• 文章:
早く死んでレスラーになりたい。

早く死んで、(生まれ変わってプロ)レスラーになりたいということです。大丈夫です。

ジ・アンダーテイカーの引退に寄せて①

 2004年、中学に入りたての頃のこと。両親が家にケーブルテレビを導入した。それまでの我が家のテレビのチャンネルの数は一気に数倍に膨れ上がり、MTVやアニマックスやカートゥーンネットワークやFOXやムービープラス日本映画専門チャンネルを見ることができるようになった。今思うと革命的な出来事だった。外国の番組を家で見ることができたり、24時間アニメや映画をぶっ通しで放送するチャンネルがあるなんて知らなかったからだ。

• 指示 1: 文章によると、両親が家にケーブルテレビを入れたのはいつですか。
• 指示 2: 文章の「早く死んで、(生まれ変わってプロ)レスラーになりたいということです。大丈夫です。」から「るなんて知らなかったからだ。」までの部分を、そのまま返してください。
• 指示 3: 文章で、ケーブルテレビの導入によって見られるようになったと挙げられているチャンネルをすべて書き出してください。
この一覧は文章とは関係ありません。

[検出データセットからの抜粋]
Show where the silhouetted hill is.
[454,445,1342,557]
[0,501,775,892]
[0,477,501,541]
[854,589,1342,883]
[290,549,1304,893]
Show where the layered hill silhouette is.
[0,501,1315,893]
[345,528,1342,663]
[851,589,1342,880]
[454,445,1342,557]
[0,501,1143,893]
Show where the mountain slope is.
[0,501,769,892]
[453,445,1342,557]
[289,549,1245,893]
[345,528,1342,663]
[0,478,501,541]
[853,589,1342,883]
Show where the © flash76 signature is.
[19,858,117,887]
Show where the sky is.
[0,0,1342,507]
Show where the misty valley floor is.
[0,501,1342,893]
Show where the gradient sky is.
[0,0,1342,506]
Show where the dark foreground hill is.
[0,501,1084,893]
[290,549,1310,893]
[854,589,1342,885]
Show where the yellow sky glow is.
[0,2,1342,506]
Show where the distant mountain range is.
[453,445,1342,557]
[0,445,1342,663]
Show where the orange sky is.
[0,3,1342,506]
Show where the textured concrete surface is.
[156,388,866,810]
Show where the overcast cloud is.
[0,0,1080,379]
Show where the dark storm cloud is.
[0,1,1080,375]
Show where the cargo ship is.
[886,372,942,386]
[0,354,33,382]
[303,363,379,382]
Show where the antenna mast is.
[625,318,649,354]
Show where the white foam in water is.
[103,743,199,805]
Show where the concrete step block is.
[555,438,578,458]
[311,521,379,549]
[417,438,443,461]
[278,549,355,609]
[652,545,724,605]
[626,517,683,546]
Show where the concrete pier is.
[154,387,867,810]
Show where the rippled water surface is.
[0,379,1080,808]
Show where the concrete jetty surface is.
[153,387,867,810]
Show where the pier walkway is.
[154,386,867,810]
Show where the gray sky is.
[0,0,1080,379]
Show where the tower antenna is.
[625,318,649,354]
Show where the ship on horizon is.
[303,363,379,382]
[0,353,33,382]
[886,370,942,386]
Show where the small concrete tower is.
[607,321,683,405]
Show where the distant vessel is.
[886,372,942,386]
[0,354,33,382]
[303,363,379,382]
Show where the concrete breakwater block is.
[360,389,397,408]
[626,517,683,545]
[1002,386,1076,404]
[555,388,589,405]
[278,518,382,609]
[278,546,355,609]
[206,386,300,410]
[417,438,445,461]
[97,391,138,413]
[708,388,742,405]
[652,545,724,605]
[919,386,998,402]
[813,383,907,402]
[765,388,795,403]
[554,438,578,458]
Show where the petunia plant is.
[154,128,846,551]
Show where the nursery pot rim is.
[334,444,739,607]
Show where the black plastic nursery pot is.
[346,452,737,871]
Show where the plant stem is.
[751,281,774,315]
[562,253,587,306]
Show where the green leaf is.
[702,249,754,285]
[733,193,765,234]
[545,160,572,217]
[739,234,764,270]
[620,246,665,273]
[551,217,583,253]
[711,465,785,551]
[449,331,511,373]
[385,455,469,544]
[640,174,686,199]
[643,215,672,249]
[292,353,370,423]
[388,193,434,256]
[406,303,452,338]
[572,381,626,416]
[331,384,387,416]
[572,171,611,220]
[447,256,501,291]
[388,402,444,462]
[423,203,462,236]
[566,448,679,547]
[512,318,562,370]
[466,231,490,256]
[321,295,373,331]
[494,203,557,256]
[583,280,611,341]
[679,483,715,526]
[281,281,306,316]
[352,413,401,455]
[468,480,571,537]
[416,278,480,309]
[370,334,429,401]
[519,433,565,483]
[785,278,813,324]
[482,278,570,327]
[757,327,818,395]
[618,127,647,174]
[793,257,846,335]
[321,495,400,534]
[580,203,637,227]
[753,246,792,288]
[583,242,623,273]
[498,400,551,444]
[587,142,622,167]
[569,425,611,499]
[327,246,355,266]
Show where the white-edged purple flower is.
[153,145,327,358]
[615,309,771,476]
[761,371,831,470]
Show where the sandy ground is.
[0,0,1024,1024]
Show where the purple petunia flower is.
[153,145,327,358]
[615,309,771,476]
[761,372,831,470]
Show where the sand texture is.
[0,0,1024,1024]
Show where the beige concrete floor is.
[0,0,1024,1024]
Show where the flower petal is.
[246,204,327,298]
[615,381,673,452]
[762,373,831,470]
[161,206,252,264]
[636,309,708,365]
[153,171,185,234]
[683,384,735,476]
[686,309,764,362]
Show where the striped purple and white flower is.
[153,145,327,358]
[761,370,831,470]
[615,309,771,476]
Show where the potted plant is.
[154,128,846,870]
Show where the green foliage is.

• 回答 1: 2004年、中学に入りたての頃です。

• 回答 2:
早く死んで、(生まれ変わってプロ)レスラーになりたいということです。大丈夫です。

ジ・アンダーテイカーの引退に寄せて①

 2004年、中学に入りたての頃のこと。両親が家にケーブルテレビを導入した。それまでの我が家のテレビのチャンネルの数は一気に数倍に膨れ上がり、MTVやアニマックスやカートゥーンネットワークやFOXやムービープラス日本映画専門チャンネルを見ることができるようになった。今思うと革命的な出来事だった。外国の番組を家で見ることができたり、24時間アニメや映画をぶっ通しで放送するチャンネルがあるなんて知らなかったからだ。

• 回答 3: MTV、アニマックス、カートゥーンネットワーク、FOX、ムービープラス、日本映画専門チャンネル